— start of Record set —

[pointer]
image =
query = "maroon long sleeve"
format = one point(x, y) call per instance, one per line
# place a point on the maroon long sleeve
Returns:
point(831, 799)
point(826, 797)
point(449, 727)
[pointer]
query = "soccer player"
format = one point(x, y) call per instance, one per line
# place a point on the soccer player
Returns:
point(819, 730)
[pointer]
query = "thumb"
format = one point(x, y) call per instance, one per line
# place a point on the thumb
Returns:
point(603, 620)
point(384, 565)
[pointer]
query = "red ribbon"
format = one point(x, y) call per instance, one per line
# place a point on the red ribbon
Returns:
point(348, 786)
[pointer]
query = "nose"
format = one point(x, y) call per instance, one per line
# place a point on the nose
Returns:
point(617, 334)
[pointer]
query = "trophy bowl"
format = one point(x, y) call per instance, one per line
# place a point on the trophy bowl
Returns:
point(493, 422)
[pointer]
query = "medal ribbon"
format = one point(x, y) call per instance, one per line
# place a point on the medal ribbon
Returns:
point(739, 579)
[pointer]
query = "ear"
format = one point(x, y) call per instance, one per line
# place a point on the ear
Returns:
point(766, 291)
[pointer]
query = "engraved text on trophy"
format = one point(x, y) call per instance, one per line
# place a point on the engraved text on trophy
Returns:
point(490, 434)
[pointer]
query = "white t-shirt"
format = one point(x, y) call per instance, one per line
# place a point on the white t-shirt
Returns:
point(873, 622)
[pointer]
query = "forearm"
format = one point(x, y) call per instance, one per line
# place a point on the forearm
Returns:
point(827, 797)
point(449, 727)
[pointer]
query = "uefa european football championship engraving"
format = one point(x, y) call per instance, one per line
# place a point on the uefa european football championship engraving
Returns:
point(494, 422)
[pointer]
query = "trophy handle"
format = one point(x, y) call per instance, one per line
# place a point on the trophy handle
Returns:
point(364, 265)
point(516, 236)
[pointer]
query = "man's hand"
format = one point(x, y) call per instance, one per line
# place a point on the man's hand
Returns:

— end of Record set —

**Given request:**
Each entry must be reproduced verbatim.

**Response:**
[pointer]
image =
query = "maroon long sleeve"
format = one point(x, y) call per instance, one per line
# place a point on the maroon long sleeve
Returns:
point(831, 799)
point(826, 797)
point(449, 727)
[pointer]
query = "soccer player"
format = one point(x, y) call per instance, one per line
# place a point on the soccer player
Returns:
point(819, 730)
[pointer]
query = "thumb"
format = one point(x, y) call per instance, one per line
# place a point on the thumb
Returns:
point(603, 620)
point(384, 565)
[pointer]
query = "red ribbon"
format = one point(x, y) call per instance, one per line
# place a point on the red ribbon
Returns:
point(348, 786)
[pointer]
query = "nose"
format = one point(x, y) call per instance, one per line
# place a point on the nose
Returns:
point(617, 334)
[pointer]
query = "trophy bowl"
format = one point(x, y) call per instance, one per line
# place a point on the trophy bowl
Returns:
point(493, 422)
[pointer]
query = "medal ribbon"
format = one point(x, y) call per instance, one per line
# place a point on the medal ribbon
Returns:
point(739, 579)
[pointer]
query = "ear"
format = one point(x, y) call per instance, one per line
# place a point on the ear
Returns:
point(766, 291)
[pointer]
query = "engraved text on trophy"
format = one point(x, y) call per instance, one per line
# place a point on the engraved text on trophy
Returns:
point(490, 434)
[pointer]
query = "white t-shirt"
format = one point(x, y) call per instance, one per line
# place a point on the white t-shirt
Returns:
point(873, 622)
[pointer]
query = "forearm"
format = one point(x, y) call per instance, one per line
# place a point on the forearm
Returns:
point(827, 797)
point(449, 727)
[pointer]
query = "uefa european football championship engraving"
format = one point(x, y) call per instance, one per line
# place a point on the uefa european football championship engraving
Returns:
point(494, 422)
[pointer]
query = "trophy handle"
format = one point(x, y) call per instance, one per line
# place a point on the trophy handle
Returns:
point(364, 265)
point(516, 236)
[pointer]
query = "man's hand"
format = one point(x, y) call per instance, one per line
# place a point on the man's hand
Returns:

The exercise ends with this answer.